> **RECORDS FOR THE EXERCISE**:
BEGIN

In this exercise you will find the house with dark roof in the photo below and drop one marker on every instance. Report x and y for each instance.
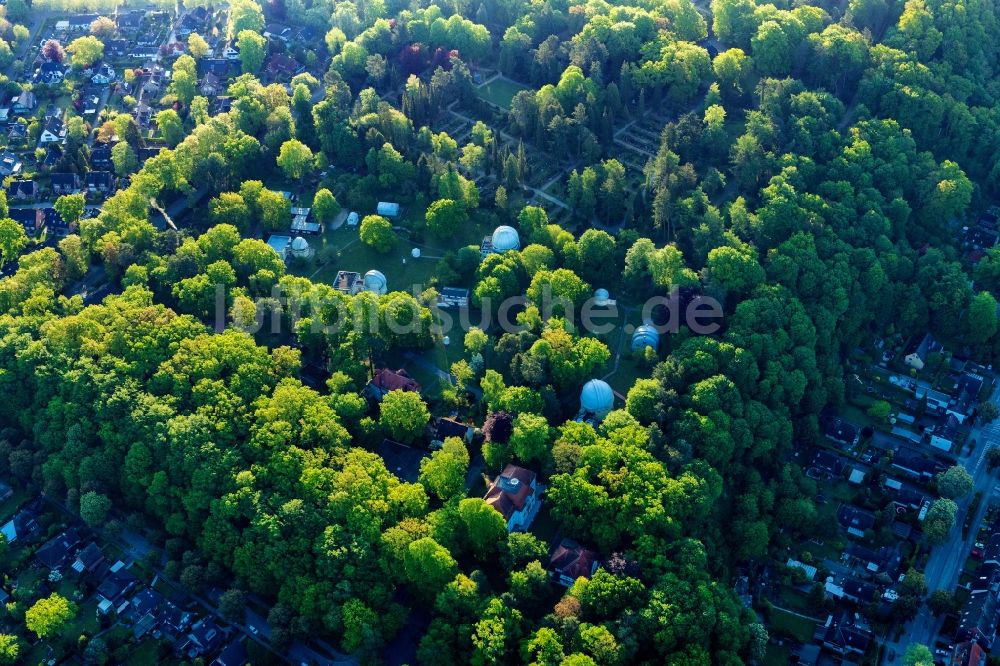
(514, 493)
(88, 559)
(204, 638)
(102, 182)
(10, 164)
(234, 654)
(915, 355)
(54, 553)
(22, 190)
(570, 561)
(859, 592)
(845, 634)
(968, 653)
(842, 432)
(64, 183)
(386, 380)
(854, 520)
(446, 427)
(100, 157)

END

> **STATED TASK**:
Reproduce every line of the rows above, requests included. Scale each point coordinate in the answers by 1.65, round to the nearest whole number with halves going up, and omit the pictures.

> **TASK ANSWER**:
In this exercise you will find the house with dark roof in the photo below and drop one marker on every instance. Report x and y for each instance.
(848, 813)
(145, 922)
(337, 1053)
(168, 300)
(17, 271)
(386, 1079)
(1510, 586)
(89, 912)
(36, 314)
(941, 926)
(1417, 977)
(1394, 1046)
(1597, 1077)
(1389, 713)
(106, 302)
(637, 627)
(1409, 858)
(736, 705)
(165, 259)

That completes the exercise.